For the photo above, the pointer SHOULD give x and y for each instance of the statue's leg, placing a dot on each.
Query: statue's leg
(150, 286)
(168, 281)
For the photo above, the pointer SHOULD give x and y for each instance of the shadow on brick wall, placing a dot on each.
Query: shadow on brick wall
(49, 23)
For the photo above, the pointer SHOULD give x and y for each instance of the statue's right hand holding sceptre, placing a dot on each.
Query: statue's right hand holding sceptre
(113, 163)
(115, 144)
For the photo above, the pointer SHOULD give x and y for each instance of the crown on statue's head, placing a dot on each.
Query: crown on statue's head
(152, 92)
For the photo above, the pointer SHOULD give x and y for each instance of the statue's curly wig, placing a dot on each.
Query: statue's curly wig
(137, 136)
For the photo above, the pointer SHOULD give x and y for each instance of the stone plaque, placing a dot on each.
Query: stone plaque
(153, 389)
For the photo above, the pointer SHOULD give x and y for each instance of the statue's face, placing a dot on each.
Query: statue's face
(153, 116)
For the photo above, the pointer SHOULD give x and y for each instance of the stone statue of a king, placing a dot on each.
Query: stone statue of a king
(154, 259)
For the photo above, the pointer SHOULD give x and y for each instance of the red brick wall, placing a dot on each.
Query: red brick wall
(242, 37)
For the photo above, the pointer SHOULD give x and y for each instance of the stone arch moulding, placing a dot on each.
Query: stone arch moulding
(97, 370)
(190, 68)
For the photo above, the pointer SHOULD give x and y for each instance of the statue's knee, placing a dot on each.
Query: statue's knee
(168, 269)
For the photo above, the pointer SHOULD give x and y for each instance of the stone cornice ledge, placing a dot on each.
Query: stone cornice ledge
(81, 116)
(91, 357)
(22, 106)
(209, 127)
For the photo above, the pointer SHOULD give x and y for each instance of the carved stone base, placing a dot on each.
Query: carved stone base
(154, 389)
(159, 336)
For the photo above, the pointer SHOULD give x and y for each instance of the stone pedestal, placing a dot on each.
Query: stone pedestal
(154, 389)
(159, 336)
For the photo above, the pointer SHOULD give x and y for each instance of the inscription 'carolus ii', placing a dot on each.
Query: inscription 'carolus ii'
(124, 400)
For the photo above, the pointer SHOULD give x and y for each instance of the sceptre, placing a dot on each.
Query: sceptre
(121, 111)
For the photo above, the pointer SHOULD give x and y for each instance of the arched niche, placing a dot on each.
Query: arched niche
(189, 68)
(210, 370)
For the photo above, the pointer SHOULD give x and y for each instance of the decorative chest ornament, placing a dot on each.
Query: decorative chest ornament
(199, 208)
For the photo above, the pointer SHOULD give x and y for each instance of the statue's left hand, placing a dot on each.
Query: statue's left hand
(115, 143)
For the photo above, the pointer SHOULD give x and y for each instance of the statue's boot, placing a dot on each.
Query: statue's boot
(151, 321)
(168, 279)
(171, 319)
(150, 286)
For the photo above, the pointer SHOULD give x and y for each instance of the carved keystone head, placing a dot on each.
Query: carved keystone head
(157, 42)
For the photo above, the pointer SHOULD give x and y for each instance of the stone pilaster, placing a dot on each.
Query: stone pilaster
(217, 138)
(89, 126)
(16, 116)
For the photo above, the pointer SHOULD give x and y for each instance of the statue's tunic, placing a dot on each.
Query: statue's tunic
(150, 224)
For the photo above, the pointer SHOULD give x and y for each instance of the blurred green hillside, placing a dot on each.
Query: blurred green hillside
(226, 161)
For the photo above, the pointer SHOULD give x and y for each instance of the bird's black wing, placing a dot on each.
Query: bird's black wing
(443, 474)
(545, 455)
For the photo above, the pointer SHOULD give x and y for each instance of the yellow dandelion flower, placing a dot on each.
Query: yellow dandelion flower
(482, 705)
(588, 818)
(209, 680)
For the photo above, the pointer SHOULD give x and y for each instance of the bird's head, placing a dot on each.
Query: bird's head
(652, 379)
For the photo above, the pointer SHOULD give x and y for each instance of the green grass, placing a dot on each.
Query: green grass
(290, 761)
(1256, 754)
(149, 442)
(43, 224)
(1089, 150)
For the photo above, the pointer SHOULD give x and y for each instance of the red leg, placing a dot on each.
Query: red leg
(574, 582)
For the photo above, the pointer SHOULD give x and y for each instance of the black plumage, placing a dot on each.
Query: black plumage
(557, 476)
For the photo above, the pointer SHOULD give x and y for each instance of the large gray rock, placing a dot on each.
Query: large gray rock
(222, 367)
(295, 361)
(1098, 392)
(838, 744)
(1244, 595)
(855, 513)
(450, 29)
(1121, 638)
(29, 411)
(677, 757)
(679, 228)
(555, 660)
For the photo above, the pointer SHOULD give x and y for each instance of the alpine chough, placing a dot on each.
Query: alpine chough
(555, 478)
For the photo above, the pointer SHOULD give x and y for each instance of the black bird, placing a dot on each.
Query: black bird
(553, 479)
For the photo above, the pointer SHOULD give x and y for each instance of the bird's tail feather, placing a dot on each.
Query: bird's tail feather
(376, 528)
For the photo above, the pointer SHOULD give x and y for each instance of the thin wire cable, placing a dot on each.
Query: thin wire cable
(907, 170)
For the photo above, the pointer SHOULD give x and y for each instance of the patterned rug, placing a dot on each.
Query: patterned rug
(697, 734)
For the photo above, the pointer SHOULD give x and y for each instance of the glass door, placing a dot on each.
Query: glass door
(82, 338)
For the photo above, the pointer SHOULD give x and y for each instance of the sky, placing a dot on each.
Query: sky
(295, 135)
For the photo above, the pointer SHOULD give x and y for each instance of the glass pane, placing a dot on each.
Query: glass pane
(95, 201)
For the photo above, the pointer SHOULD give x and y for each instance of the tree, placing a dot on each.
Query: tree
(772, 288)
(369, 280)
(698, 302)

______

◆ Challenge
Go through the listing above and restate it word for word.

◆ Solved exercise
For the photo above, the pointer SHOULD give x and y for each instance of the statue's leg, placing a dot on each.
Query: statue's leg
(150, 286)
(168, 281)
For the photo above, the pointer SHOULD give x and y for each instance of the shadow on brick wall, placing a dot on each.
Query: shadow on brick wall
(49, 23)
For the photo above, the pointer SHOULD give x and y for each instance of the statue's right hand holding sceptre, placing a dot on each.
Query: statue's right hand holding sceptre
(113, 163)
(115, 144)
For the photo above, the pointer SHOULD give x and y for each instance of the crown on statue's head, placing a dot on each.
Query: crown on statue's head
(152, 92)
For the photo above, the pointer SHOULD give x and y for each instance of the statue's curly wig, placing a dot on each.
Query: statue's curly wig
(137, 136)
For the photo above, the pointer SHOULD give x and y for each instance of the stone plaque, placing a dot on each.
Query: stone plaque
(153, 389)
For the photo above, the pointer SHOULD give x and y for each instance of the statue's face, placing a dot on each.
Query: statue's face
(153, 116)
For the photo above, the pointer SHOULD give x and y for each instance of the stone statue of a king, placing a dot on each.
Query: stone statue of a king
(154, 259)
For the photo above, the pointer SHOULD give x and y for each instance of the red brick wall, placing a dot on each.
Query: red brick wall
(242, 37)
For the photo above, the pointer SHOULD give x and y for each instance of the stone arch moulding, placing a dot on each.
Query: stone arch moulding
(97, 370)
(190, 68)
For the photo above, the pointer SHOULD give x and y for each instance of the statue's knee, placing a dot on each.
Query: statue's knee
(168, 269)
For the photo above, the pointer SHOULD give x and y for each instance of the stone cornice ledge, placing a dot on each.
Query: stone cornice ledge
(81, 116)
(91, 357)
(22, 106)
(209, 127)
For the photo above, the pointer SHOULD give x and y for each instance of the carved stone base, placing a dot on each.
Query: carved stone base
(154, 389)
(159, 336)
For the photo above, the pointer SHOULD give x and y for each instance of the stone pedestal, placing a dot on each.
Query: stone pedestal
(154, 389)
(159, 336)
For the photo above, the pointer SHOULD give x and y for each instance of the inscription 'carolus ii', placing a dot on each.
Query: inscription 'carolus ii'
(124, 400)
For the photo above, the pointer SHOULD give x and y for each instance of the sceptre, placing a dot on each.
Query: sceptre
(121, 111)
For the photo above, the pointer SHOULD give x and y for each instance of the arched niche, placing a dot on each.
Query: arched niche
(189, 68)
(210, 370)
For the photo above, the pointer SHOULD give x and y for each instance of the decorative chest ornament, placing a dot on each.
Query: decorative chest ornament
(199, 208)
For the photo above, the pointer SHOULD give x and y for each instance of the statue's left hand, placing a dot on each.
Query: statue's left hand
(115, 143)
For the photo above, the pointer SHOULD give x and y for each instance of the statue's boot, placing a dot on each.
Query: statue's boot
(151, 321)
(168, 279)
(171, 319)
(150, 286)
For the photo above, the pointer SHOULD give x and y for each instance of the carved keystone head, placing a dot on each.
Query: carved keystone head
(157, 42)
For the photo above, the pointer SHOULD give x and y for each instance of the stone pilaster, placing a dot on each.
Query: stone pilaster
(217, 138)
(89, 126)
(16, 116)
For the photo above, the pointer SHOULD give x and y for each instance of the statue's tunic, placing a dot on each.
Query: statue's tunic
(150, 224)
For the photo above, the pointer SHOULD give x and y for each instance of the blurred green hillside, placing a dot on each.
Query: blurred green hillside
(226, 161)
For the photo above, the pointer SHOULD give x and y for each instance of the bird's black wing, placing a dot on each.
Query: bird's black wing
(443, 474)
(545, 455)
For the photo above, the pointer SHOULD give x and y for each instance of the yellow dandelion flower, placing a dot on each.
Query: yellow dandelion flower
(482, 705)
(588, 818)
(209, 680)
For the photo above, the pointer SHOULD give x and y for each instance of the bird's head, placing a dot on each.
Query: bird's head
(652, 379)
For the photo above, the pointer SHOULD give x and y for each instance of the green grass, placing a dot on each.
Query: green grass
(290, 761)
(1256, 754)
(149, 442)
(43, 224)
(1089, 150)
For the photo above, the pointer SHOULD give x and y for each instance of the red leg, placing a dot on each.
Query: red leg
(574, 582)
For the photo above, the pointer SHOULD give x and y for each instance of the black plumage, placing a dot on each.
Query: black plumage
(557, 476)
For the photo above, the pointer SHOULD give x and y for each instance of the large gray rock, placing a dot on each.
Query: large gray rock
(222, 367)
(295, 361)
(1098, 392)
(838, 744)
(1244, 595)
(855, 513)
(450, 29)
(1121, 638)
(29, 411)
(677, 757)
(679, 228)
(555, 660)
For the photo above, the pointer SHOULD give x and y for each instance of the alpine chough, placing a dot on each.
Query: alpine chough
(555, 478)
For the photo above, the pointer SHOULD give x and y for each instance of the black bird, placing a dot on each.
Query: black bird
(553, 479)
For the photo above, the pointer SHOULD give x and y for each instance of the bird's tail feather, placing a dot on each.
Query: bird's tail feather
(376, 528)
For the photo above, the pointer SHOULD give x and y for each instance of the thin wire cable, placing a dot on each.
Query: thin wire cable
(907, 170)
For the photo above, the pointer SHOULD give x and y for each instance of the patterned rug, placing a dot on each.
Query: patterned rug
(697, 734)
For the photo above, the pointer SHOULD give x and y for each instance of the glass door, placing a dot on each.
Query: glass door
(82, 338)
For the photo above, the pointer SHOULD give x and y for each instance of the sky, placing a dot on each.
Query: sky
(295, 135)
For the photo above, the pointer SHOULD give x and y for each instance of the glass pane, placing a dot on each.
Query: glass pane
(95, 201)
For the photo above, the pointer SHOULD give x and y for each instance of the tree, placing a dot on each.
Query: tree
(772, 288)
(369, 280)
(698, 302)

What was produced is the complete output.